__Goal of the exercise__.
Carry on the forum thread about running into an ex, picking up after its last sentence.

__Document excerpt__.

Ran into my ex today, observed a strange behaviour
KMCIURA wrote:
Fnord wrote:
My ex has (or had) a charismatic personality that lent massive credence to her lies . . . including our wedding vows. She never needed material evidence to support her claims, as she could turn her tears on and off at will (for example). She was (is) manipulative, spiteful, and vindictive, returning the least social slight with massive rumor campaigns and insults.
The lawyer was doing his job by checking with me what he had been told, while my (now ex-) employer was just being a jerk.
Looking back, my ex may have had the same narcissistic and/or bipolar disorders as my father. She also drank and abused prescription drugs.
I am glad to be rid of her.
She wasn't very smart even though she had all these qualities. If she would like to really make your life miserable, she could accuse you of raping, beating, molesting her or being a pedo or involved in organised crime, whatever. Easy enough to fabricate the evidence when there's word vs word case. I.e. waiting for the moment when you are home alone, writing down the timeframe, then inducing self-harm and reporting to police that you've assaulted her. No alibi, so serious problem to debunk these claims for you. Especially given that you are a man and men are responsible for majority of domestic violence, so courts tend to lean towards believing women more often than not.The lawyer was doing his job by checking with me what he had been told, while my (now ex-) employer was just being a jerk.
Looking back, my ex may have had the same narcissistic and/or bipolar disorders as my father. She also drank and abused prescription drugs.
I am glad to be rid of her.
Even back then, I was demanding evidence for her every accusation. Since there was never any evidence for her to provide, she resorted to character assassination — rumors, innuendoes, and snide comments.

[Data drawn from a collection]

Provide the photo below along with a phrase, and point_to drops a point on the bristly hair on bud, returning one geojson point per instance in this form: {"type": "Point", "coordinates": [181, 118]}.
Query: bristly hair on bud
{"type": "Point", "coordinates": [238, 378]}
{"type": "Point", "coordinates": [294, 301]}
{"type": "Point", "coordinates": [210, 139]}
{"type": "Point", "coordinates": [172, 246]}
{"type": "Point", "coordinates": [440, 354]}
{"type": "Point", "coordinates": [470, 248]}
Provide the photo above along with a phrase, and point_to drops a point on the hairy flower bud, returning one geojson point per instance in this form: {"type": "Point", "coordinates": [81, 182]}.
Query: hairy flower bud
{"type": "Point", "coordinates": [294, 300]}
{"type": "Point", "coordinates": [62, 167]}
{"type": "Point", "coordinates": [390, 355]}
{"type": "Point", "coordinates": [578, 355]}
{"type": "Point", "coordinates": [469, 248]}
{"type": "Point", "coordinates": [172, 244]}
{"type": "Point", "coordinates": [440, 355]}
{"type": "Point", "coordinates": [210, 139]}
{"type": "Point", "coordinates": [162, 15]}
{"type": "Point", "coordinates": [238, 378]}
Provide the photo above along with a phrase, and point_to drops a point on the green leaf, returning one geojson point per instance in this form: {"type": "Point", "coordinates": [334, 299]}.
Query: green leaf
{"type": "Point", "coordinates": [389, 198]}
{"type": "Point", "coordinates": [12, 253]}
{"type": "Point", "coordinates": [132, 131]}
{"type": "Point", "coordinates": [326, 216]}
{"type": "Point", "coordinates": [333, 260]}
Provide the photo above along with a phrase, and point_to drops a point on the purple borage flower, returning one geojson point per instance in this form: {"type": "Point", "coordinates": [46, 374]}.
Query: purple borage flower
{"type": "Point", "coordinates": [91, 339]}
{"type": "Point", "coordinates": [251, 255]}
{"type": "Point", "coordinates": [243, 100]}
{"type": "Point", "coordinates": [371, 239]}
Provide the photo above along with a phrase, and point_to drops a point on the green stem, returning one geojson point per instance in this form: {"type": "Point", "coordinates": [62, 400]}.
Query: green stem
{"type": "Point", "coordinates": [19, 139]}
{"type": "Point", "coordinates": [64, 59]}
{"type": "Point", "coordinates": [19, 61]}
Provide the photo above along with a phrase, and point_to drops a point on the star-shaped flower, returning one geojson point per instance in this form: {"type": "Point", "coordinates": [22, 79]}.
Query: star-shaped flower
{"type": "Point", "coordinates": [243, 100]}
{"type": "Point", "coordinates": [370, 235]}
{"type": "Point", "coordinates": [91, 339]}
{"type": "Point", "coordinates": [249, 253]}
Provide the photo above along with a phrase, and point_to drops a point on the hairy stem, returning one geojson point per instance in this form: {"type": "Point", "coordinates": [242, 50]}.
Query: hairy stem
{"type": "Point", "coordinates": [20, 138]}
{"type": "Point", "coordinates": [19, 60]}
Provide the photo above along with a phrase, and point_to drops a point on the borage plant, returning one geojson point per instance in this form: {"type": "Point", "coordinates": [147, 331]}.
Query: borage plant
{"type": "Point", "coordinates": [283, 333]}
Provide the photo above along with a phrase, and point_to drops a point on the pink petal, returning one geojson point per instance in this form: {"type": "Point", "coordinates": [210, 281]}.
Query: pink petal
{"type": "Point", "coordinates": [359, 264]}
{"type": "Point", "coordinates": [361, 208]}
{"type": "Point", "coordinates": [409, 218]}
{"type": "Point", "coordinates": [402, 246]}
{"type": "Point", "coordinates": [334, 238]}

__Final result__.
Just like the trolls on this website.
Fnord wrote:
Just like the trolls on this website.
I must say, observing the interactions between users of this forum is fascinating. I've been observing NT-NT ones so much, but never had any chance of seeing some AS-AS "action". It is like a whole new field to research
Also, I've never realised how diverse and quite often irrational people with AS are - before joining this forum I've read a lot, but for example never encountered a solid descriptions of AS overlapping with other conditions. Even when it comes to people like Joe90 - it is the first case I've ever heard of when it comes to AS person being so highly emotional and sensitive. It is like experiencing a contact with a whole different universe I am used to live in - yes, through text, but still. And even trolls here troll in a different way to their NT counterparts
Fnord wrote:
Mona Pereth wrote:
Fnord wrote:
Why? The primary motivations may vary, but there is one constant in all such encounters:
“Anything you say can and will be used against you by your ex.”
This has not been my experience, although I can see that this might be an issue if you had an especially nasty breakup or an especially messy divorce.“Anything you say can and will be used against you by your ex.”
Another time, I asked a mall cop where I could find a certain store, and she was kind enough to walk me there. Had I known my ex was in the mall at that time, I would have left and come back the next day, because my lawyer called me that night to ask about my “arrest” earlier that day.
Ugh.... Not everyone is like this, but yes, alas, there are indeed some truly nasty vengeful people out there. I'm sorry to hear that your ex was like this.
Fnord wrote:
So, while it may not always be true that “Anything you say or do can and will be used against you by your ex”, one should keep that idea in mind when anywhere their ex’s could also be.
How necessary this is depends on the individuals, their personalities, and the circumstances under which they broke up.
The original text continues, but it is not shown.